Askeri örgütlenme gibi erkek egemen ideolojinin ve erkeklerin yüzde yüz damgasını vurduğu bir çalışmaya kadınları katmak hayli riskliydi; çalışmaların içine dinamit koymak gibi bir şeydi. Mevcut erkek ve kadın anlayışları, kaba ve geleneksel cinsiyetçi anlayıştan öteye varmıyordu. Birbirlerini tahrik etmekten, kaş göz işareti yapmaktan öteye anlayışları gelişmemişti. Kendi elimle başıma büyük bela almıştım. Ünlü gerilla komutanı Che Guevara bile kadını saflara aldıklarında cinsel tatmini dışlamamış, zorunlu bir ihtiyaç olarak benimsemişti. Benim bunu benimsemem, kendime ve örgüt çalışmalarına, özellikle askeri çalışmalara kabul ettirmem, baştan itibaren kendi kendimizi tasfiye etmek anlamına gelirdi. Kadını olduğu gibi bırakmam, mevcut haliyle tasfiye olmamız için bire bir yeterliydi. Cinsel güdüye hükmedecek, onu doğru olarak, örgüt çıkarları ve politik sanat temelinde değerlendirecek bir ekip veya arkadaş yoktu. Kadını tümüyle dışlamak, kadınsız devrim yapmak da benim için, örgüt için doğru olamazdı. Geriye bir yöntem daha kalıyordu: Halkın tabiriyle ‘baş bağlamak’ ve devrimci sol örgütlerin moda haline getirdikleri ‘devrimci evlilik’ de bir çare olabilirdi. Ama ben bu yöntemleri doğru bulmuyordum. Devrimci enerjiyi boşa çıkarmanın da ötesinde, fiziksel koşullar bile bu tür baş bağlamalar veya evliliklere imkân vermiyordu. Bunun tası tarağı toplayıp kapağı Avrupa’ya atarak mültecilik için başvurmaktan veya halkın arasına karışıp örgüt adına parazit şeklinde yaşamaktan başka yolu yoktu. Bu da tasfiyeciliğin başka bir biçimiydi.

#### Görev tanımı:
Lütfen sağlanan metindeki "Mevcut erkek ve kadın anlayışları, kaba ve geleneksel cinsiyetçi anlayıştan öteye varmıyordu." cümlesini İngilizceye çevirin. Yalnızca yukarıdaki metne dayanın.

#### Veri kesiti:
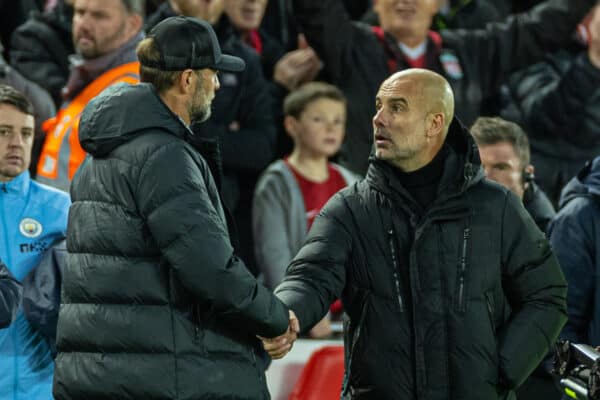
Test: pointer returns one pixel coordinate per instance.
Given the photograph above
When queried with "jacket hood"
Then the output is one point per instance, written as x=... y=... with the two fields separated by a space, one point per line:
x=586 y=183
x=461 y=144
x=121 y=113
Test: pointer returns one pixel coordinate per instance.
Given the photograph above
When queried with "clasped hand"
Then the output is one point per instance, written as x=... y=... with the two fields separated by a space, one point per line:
x=279 y=346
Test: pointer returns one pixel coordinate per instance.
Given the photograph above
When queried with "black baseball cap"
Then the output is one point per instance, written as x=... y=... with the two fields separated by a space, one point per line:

#### Doğru yanıt:
The existing views of men and women went no further than a crude, traditional sexist outlook.